- [Given information]:
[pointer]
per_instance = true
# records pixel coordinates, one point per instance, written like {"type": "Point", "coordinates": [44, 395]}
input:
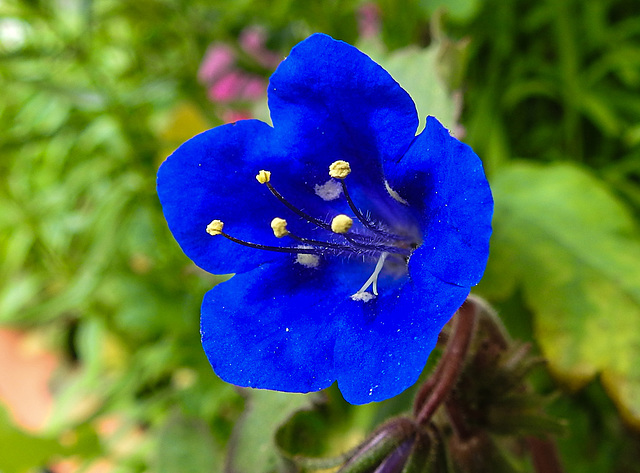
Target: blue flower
{"type": "Point", "coordinates": [353, 240]}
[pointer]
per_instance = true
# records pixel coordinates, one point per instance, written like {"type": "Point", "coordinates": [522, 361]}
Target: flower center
{"type": "Point", "coordinates": [372, 239]}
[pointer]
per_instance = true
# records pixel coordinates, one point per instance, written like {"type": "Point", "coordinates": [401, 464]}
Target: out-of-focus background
{"type": "Point", "coordinates": [101, 368]}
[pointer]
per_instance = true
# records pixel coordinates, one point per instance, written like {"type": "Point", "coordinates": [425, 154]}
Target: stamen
{"type": "Point", "coordinates": [279, 227]}
{"type": "Point", "coordinates": [373, 279]}
{"type": "Point", "coordinates": [339, 169]}
{"type": "Point", "coordinates": [263, 176]}
{"type": "Point", "coordinates": [341, 223]}
{"type": "Point", "coordinates": [215, 228]}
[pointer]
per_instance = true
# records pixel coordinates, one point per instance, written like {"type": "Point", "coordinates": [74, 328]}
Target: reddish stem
{"type": "Point", "coordinates": [545, 455]}
{"type": "Point", "coordinates": [435, 392]}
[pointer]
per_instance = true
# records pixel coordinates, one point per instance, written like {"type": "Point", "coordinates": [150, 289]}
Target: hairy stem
{"type": "Point", "coordinates": [435, 391]}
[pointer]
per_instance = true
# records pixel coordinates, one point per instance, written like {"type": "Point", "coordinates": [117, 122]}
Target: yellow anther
{"type": "Point", "coordinates": [279, 227]}
{"type": "Point", "coordinates": [341, 223]}
{"type": "Point", "coordinates": [263, 176]}
{"type": "Point", "coordinates": [339, 169]}
{"type": "Point", "coordinates": [215, 227]}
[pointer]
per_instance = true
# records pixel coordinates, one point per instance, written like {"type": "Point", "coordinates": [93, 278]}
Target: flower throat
{"type": "Point", "coordinates": [377, 241]}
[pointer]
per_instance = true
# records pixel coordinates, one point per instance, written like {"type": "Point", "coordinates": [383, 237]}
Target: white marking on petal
{"type": "Point", "coordinates": [330, 190]}
{"type": "Point", "coordinates": [394, 194]}
{"type": "Point", "coordinates": [363, 296]}
{"type": "Point", "coordinates": [308, 261]}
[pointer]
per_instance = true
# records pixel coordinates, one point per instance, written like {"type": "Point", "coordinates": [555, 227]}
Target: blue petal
{"type": "Point", "coordinates": [290, 328]}
{"type": "Point", "coordinates": [212, 176]}
{"type": "Point", "coordinates": [443, 180]}
{"type": "Point", "coordinates": [329, 101]}
{"type": "Point", "coordinates": [275, 327]}
{"type": "Point", "coordinates": [383, 347]}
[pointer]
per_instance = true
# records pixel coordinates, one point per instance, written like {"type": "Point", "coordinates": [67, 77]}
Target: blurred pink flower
{"type": "Point", "coordinates": [253, 40]}
{"type": "Point", "coordinates": [226, 83]}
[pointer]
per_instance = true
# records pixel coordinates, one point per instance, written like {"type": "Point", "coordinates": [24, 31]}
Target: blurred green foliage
{"type": "Point", "coordinates": [96, 93]}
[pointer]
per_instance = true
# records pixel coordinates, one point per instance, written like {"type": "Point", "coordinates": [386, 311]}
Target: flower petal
{"type": "Point", "coordinates": [330, 101]}
{"type": "Point", "coordinates": [212, 176]}
{"type": "Point", "coordinates": [383, 346]}
{"type": "Point", "coordinates": [443, 180]}
{"type": "Point", "coordinates": [275, 327]}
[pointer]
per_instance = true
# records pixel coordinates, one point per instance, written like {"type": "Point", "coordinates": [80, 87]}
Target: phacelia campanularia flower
{"type": "Point", "coordinates": [353, 241]}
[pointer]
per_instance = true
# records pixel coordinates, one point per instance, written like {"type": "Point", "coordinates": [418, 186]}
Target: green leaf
{"type": "Point", "coordinates": [23, 452]}
{"type": "Point", "coordinates": [253, 447]}
{"type": "Point", "coordinates": [575, 250]}
{"type": "Point", "coordinates": [185, 445]}
{"type": "Point", "coordinates": [416, 70]}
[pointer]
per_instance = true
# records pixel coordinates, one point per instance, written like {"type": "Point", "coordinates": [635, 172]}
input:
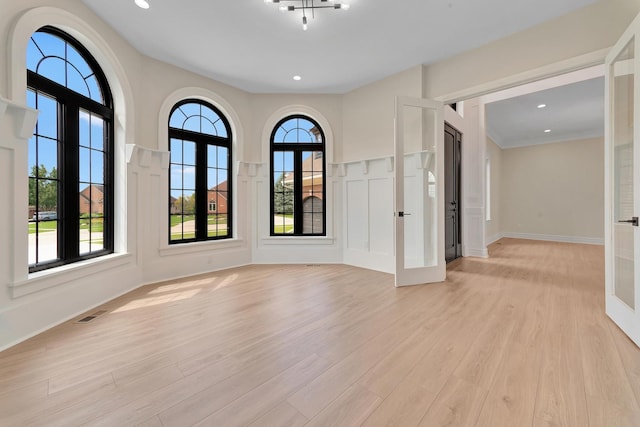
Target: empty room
{"type": "Point", "coordinates": [317, 212]}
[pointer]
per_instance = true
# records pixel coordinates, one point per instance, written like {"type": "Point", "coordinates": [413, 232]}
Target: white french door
{"type": "Point", "coordinates": [419, 191]}
{"type": "Point", "coordinates": [622, 187]}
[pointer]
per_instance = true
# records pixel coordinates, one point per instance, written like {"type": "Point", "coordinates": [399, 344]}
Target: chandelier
{"type": "Point", "coordinates": [307, 7]}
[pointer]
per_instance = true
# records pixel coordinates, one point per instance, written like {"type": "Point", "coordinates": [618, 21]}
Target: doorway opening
{"type": "Point", "coordinates": [452, 189]}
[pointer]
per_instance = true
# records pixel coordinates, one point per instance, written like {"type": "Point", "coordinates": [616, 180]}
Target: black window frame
{"type": "Point", "coordinates": [202, 142]}
{"type": "Point", "coordinates": [70, 103]}
{"type": "Point", "coordinates": [297, 148]}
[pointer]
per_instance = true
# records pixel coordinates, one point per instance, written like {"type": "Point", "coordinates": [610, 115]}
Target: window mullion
{"type": "Point", "coordinates": [297, 195]}
{"type": "Point", "coordinates": [71, 178]}
{"type": "Point", "coordinates": [201, 191]}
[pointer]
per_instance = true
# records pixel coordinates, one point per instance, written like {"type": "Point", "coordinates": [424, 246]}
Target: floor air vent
{"type": "Point", "coordinates": [90, 317]}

- [What is needed]:
Pick out every line above that contains the string "stem", and copy each one in full. Case counts.

- [Solution below]:
Target: reddish stem
Target: hairy stem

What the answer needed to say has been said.